**Provided passage**
BEGIN

Using laws one opposes is both fair and rational

Some have criticized Minnesota Republican gubernatorial candidate Tom Emmer for accepting $511,000 in public campaign funds. But those who condemn him on this point are engaging in ‘mere cant.’ So are critics of the Wisconsin candidate whose business got a government-subsidized loan decades ago.

Scholars of law and history will recognize that phrase from the famous federal judge Billings Learned Hand. He debunked the idea that people should voluntarily avoid using advantageous loopholes in tax laws: “Over and over again Courts have said there is nothing sinister in so arranging one’s affairs as to keep taxes as low as possible. Everybody does so, rich and poor, and all do right, for nobody owes any public duty to pay more than the law demands. Taxes are enforced exactions, not voluntary contributions. To demand more in the name of morals is mere cant.”

END

**Raw data**
BEGIN

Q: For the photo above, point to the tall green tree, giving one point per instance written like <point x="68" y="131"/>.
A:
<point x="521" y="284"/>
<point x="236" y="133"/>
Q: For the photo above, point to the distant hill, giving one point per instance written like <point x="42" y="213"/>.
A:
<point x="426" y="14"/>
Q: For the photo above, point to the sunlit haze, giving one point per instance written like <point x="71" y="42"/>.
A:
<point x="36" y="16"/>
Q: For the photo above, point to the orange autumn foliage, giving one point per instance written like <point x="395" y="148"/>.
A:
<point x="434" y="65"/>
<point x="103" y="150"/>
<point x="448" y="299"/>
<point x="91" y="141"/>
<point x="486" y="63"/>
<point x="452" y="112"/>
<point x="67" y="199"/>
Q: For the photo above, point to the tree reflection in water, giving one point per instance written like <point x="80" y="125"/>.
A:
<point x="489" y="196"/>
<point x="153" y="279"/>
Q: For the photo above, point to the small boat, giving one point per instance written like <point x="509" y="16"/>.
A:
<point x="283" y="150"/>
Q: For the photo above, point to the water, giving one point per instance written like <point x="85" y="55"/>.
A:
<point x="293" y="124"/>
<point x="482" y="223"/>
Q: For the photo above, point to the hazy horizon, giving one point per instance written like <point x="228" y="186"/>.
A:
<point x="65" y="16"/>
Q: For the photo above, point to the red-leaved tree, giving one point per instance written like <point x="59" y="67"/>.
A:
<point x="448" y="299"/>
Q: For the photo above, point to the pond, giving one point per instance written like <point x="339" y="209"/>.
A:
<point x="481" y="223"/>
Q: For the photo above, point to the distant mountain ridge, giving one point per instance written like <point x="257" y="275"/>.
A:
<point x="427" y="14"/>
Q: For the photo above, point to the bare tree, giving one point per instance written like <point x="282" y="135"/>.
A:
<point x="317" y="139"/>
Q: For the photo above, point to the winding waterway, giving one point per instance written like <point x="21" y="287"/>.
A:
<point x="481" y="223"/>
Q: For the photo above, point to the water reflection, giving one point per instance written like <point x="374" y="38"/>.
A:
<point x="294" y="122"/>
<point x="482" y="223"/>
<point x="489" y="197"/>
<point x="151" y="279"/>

END

**Work to complete**
**1.** In the opinion piece on using laws one opposes, why does the quoted judge say there is nothing sinister in arranging one's affairs to keep taxes low? Answer in one to three sentences.
**2.** Output everything in the opinion piece on using laws one opposes from "Using laws one" down to "loan decades ago.".
**3.** Go on with the opinion piece on using laws one opposes, starting after its last sentence.

**Answers provided**
**1.** Nobody owes a public duty to pay more than the law demands, because taxes are enforced exactions, not voluntary contributions. Everybody, rich and poor, arranges their affairs to keep taxes low, and all do right. Demanding more in the name of morals is mere cant.

**2.**
Using laws one opposes is both fair and rational

Some have criticized Minnesota Republican gubernatorial candidate Tom Emmer for accepting $511,000 in public campaign funds. But those who condemn him on this point are engaging in ‘mere cant.’ So are critics of the Wisconsin candidate whose business got a government-subsidized loan decades ago.

**3.**
To an economist, there is little difference between a government tax and a government subsidy. Both are government policies that transfer money between an individual and government. Only the direction of the flow is different. One is a negative version of the other. Saying that a politician who opposes public campaign financing should not accept such funds is like saying that an economist who criticizes the deductibility of mortgage interest expense thus should not take the deduction herself.

At its root, of course, the question has a moral component. And modern economists flee questions of right and wrong e way vampires flee daylight or the true cross. But there also are practical questions of how you can best manage your own resources while opposing a policy that you think unwise for our society or even fundamentally unjust.

Consider a personal example. I argue that the “step-up in basis” tax treatment of capital gains on property held until death is both economically inefficient and unjust. Our society would be better off, both in terms of equity and efficiency if it were abolished. But until that happens, I will arrange my affairs to take advantage of it.

A quick explanation of my own situation is the best way to explain step-up in basis. I purchased farmland from my mother 35 years ago at an advantageous price. It is now worth much more. If I sold it, the difference between the selling price and my “cost basis” — essentially, what I paid for it adjusted by a few details like depreciation and improvements — would be capital-gains income. I would owe personal income tax on that capital gain at the preferential rate for such gains.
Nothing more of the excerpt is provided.